TASK DIRECTIONS:
Count how many lines in the listing below contain the word "glass". Reply with that number only.

[Start of SUPPLIED DATA]

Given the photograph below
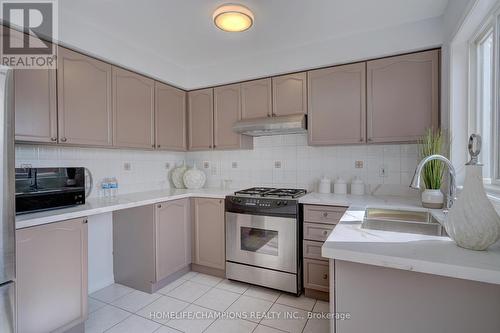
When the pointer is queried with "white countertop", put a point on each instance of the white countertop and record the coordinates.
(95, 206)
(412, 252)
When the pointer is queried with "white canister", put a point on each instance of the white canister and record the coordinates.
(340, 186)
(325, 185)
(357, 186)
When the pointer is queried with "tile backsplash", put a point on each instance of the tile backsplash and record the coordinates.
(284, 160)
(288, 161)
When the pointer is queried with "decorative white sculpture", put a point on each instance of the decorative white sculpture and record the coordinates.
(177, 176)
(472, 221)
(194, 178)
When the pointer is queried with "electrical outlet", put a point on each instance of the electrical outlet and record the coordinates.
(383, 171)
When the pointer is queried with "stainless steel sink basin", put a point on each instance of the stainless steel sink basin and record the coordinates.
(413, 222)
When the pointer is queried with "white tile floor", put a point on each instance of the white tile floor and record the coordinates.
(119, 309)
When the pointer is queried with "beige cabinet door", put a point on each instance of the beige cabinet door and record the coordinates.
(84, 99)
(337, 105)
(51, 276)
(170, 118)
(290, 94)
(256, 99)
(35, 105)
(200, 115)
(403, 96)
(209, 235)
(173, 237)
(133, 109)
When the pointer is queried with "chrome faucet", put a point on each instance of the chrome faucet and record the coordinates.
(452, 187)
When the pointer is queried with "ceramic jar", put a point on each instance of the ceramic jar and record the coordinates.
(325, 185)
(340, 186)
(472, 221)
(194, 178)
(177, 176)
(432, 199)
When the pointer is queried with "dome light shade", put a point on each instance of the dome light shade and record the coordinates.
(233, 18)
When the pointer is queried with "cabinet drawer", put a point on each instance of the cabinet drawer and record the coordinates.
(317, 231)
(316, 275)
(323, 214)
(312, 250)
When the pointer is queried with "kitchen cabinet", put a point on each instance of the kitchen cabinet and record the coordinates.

[End of SUPPLIED DATA]
[Start of SUPPLIED DATA]

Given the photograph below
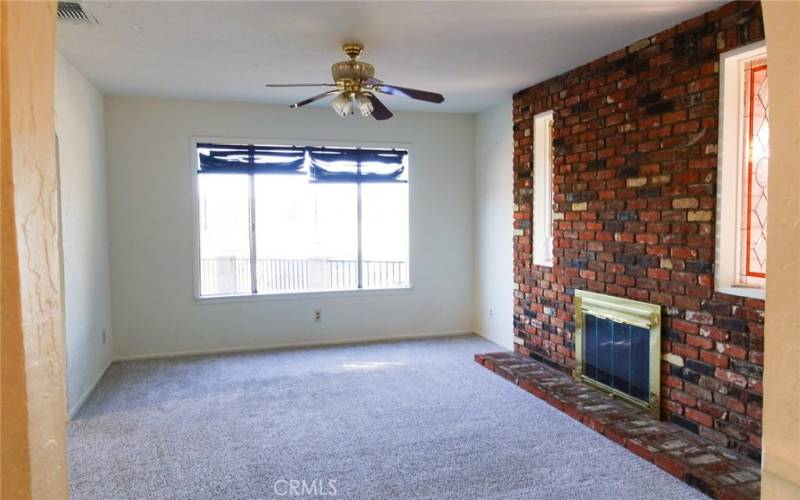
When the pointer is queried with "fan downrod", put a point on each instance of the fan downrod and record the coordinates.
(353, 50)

[End of SUPPLIED DATA]
[Start of SUPPLIED DATA]

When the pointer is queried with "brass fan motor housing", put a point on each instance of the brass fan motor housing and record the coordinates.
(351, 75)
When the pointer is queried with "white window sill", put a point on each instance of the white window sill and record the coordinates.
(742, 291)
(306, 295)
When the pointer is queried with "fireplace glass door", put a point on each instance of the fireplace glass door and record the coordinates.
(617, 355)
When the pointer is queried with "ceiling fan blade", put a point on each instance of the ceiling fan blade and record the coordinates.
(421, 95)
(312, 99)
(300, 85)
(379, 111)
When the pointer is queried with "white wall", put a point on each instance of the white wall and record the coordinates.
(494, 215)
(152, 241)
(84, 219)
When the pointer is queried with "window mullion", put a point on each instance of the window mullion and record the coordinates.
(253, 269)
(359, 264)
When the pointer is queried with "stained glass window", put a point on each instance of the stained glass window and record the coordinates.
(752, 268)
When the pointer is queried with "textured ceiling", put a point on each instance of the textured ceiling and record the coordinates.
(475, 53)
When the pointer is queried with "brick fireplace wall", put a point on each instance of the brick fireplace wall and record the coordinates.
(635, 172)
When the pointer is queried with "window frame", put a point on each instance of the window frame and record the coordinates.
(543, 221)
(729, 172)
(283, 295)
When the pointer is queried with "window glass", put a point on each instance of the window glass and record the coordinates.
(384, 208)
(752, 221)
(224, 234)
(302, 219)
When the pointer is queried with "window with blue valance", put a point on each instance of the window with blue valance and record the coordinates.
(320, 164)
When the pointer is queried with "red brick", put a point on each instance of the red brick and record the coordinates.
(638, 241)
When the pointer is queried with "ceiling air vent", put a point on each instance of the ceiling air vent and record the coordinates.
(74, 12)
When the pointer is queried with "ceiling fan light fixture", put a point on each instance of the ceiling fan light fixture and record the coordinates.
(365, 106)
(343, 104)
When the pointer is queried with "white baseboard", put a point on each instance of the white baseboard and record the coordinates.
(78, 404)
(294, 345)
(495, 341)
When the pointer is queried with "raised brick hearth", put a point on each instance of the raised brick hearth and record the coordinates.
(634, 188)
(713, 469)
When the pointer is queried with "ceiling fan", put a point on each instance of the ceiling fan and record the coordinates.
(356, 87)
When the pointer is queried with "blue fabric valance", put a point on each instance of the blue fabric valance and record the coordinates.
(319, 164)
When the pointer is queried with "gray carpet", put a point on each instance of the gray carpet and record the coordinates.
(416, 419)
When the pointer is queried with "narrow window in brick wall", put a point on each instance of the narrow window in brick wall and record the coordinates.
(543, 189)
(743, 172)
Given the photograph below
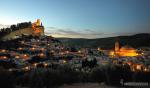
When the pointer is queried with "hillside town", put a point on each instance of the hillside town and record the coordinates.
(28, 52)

[End of SUPPLIED DATA]

FINISHED EXERCISE:
3